TASK DESCRIPTION: Copy out, word for word, the entire discussion below about redundant video streams and fallback between hosts.

SOURCE EXTRACT:

-=-=-

If video is being served via HLS (which it probably is in 2018), then the manifests support redundant streams, where multiple hosts can be specified for each stream. [0]

hls.js supports this, as do many other clients. IME it works nicely for providing some client-side switching in case one of your hosts/CDNs goes down.

[0] https://developer.apple.com/library/archive/documentation/Ne...

Both HLS and DASH support redundant streams (by adding a redundant variant URL in the HLS playlist and multiple BaseURLs in the DASH manifest). It's indeed the simplest way to have the easiest way to have a fallback client-side. If you use it, you should make sure that the player supports it, and that the retry mechanisms are rightly configured (like for instance all the MaxRetry config params in hls.js: https://github.com/video-dev/hls.js/blob/master/docs/API.md#... )

"If that doesn't work" isn't the problem.

As a silly limiting example, imagine that you host Netflix on your dial-up connection as url A.

It works.

Oh, okay, right, let's set a timeout then, if it takes more than 1 second to load, we try url B.

That works, but now we've got a 1 second delay on everything. Okay, we'll update the default to be url B.

Conditions are changing all the time as a result of bottlenecks in the infrastructure moving about.

What I think you'd actually need to do is something like this - initially, fetch from multiple endpoints simultaneously with an early-cancel (so you don't waste bandwidth on the slower ones).

For N seconds you just use the fastest one (perhaps with an 'if it doesn't work' mechanism, sure).

Every N seconds you re-evaluate the fastest endpoint using the multi-fetch.

And so on and so forth.

There are better algorithms, this is back of the envelope stuff.

-=-=-

DATA ENTRIES:
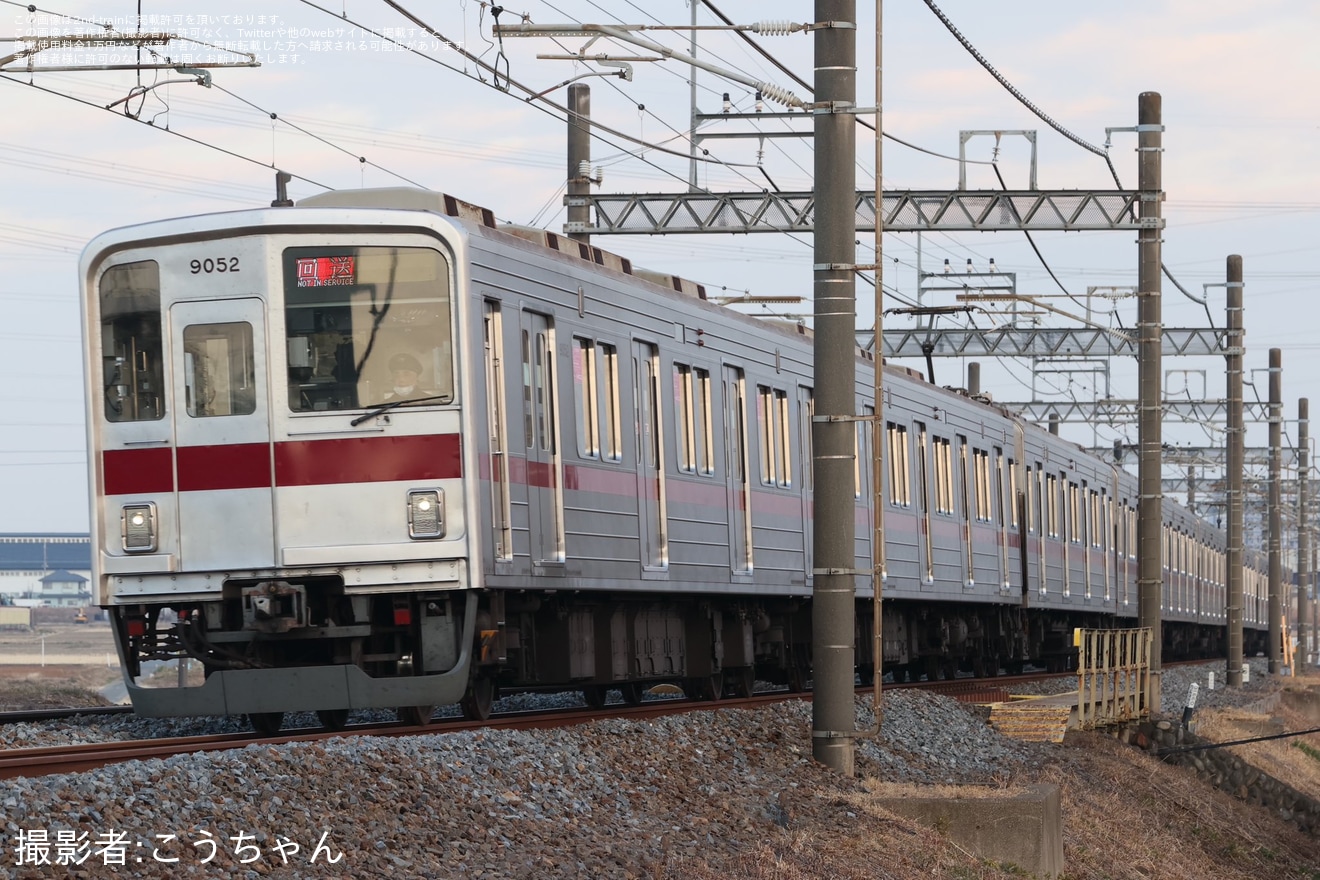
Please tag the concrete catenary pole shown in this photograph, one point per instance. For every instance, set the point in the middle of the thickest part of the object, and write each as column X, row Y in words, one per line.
column 1150, row 139
column 1275, row 511
column 1236, row 342
column 580, row 152
column 833, row 446
column 1303, row 532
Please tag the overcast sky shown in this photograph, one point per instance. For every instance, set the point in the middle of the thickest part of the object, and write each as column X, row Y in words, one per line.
column 1241, row 115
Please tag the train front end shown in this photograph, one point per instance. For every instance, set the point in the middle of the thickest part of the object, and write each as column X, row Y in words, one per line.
column 277, row 471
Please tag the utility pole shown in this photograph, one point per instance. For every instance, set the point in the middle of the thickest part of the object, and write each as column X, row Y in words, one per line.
column 580, row 158
column 1150, row 430
column 1234, row 434
column 833, row 446
column 1303, row 532
column 1275, row 511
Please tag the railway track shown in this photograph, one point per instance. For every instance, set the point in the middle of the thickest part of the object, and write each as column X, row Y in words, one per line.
column 77, row 759
column 73, row 759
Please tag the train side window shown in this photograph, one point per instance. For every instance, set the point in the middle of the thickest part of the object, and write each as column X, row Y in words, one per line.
column 219, row 370
column 1051, row 499
column 900, row 478
column 1075, row 512
column 528, row 434
column 132, row 377
column 783, row 432
column 702, row 432
column 607, row 360
column 687, row 446
column 981, row 476
column 1031, row 500
column 585, row 397
column 943, row 475
column 772, row 420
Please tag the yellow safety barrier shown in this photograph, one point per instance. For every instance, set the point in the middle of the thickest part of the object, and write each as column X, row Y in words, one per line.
column 1113, row 676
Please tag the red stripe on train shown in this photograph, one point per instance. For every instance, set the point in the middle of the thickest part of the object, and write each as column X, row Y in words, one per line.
column 137, row 471
column 368, row 459
column 240, row 466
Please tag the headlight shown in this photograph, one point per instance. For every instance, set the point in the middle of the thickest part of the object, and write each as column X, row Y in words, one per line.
column 425, row 513
column 137, row 527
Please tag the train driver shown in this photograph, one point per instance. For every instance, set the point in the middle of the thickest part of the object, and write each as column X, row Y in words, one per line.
column 405, row 371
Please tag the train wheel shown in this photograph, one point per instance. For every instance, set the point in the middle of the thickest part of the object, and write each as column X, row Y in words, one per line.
column 594, row 695
column 632, row 693
column 333, row 719
column 742, row 682
column 265, row 723
column 415, row 715
column 479, row 698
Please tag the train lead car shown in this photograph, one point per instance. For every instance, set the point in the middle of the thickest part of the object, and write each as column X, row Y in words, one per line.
column 375, row 451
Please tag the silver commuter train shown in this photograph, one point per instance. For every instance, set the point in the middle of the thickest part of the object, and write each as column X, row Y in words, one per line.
column 590, row 478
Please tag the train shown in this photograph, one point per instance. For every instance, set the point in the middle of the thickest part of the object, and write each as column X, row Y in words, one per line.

-=-=-

TASK OUTPUT:
If video is being served via HLS (which it probably is in 2018), then the manifests support redundant streams, where multiple hosts can be specified for each stream. [0]

hls.js supports this, as do many other clients. IME it works nicely for providing some client-side switching in case one of your hosts/CDNs goes down.

[0] https://developer.apple.com/library/archive/documentation/Ne...

Both HLS and DASH support redundant streams (by adding a redundant variant URL in the HLS playlist and multiple BaseURLs in the DASH manifest). It's indeed the simplest way to have the easiest way to have a fallback client-side. If you use it, you should make sure that the player supports it, and that the retry mechanisms are rightly configured (like for instance all the MaxRetry config params in hls.js: https://github.com/video-dev/hls.js/blob/master/docs/API.md#... )

"If that doesn't work" isn't the problem.

As a silly limiting example, imagine that you host Netflix on your dial-up connection as url A.

It works.

Oh, okay, right, let's set a timeout then, if it takes more than 1 second to load, we try url B.

That works, but now we've got a 1 second delay on everything. Okay, we'll update the default to be url B.

Conditions are changing all the time as a result of bottlenecks in the infrastructure moving about.

What I think you'd actually need to do is something like this - initially, fetch from multiple endpoints simultaneously with an early-cancel (so you don't waste bandwidth on the slower ones).

For N seconds you just use the fastest one (perhaps with an 'if it doesn't work' mechanism, sure).

Every N seconds you re-evaluate the fastest endpoint using the multi-fetch.

And so on and so forth.

There are better algorithms, this is back of the envelope stuff.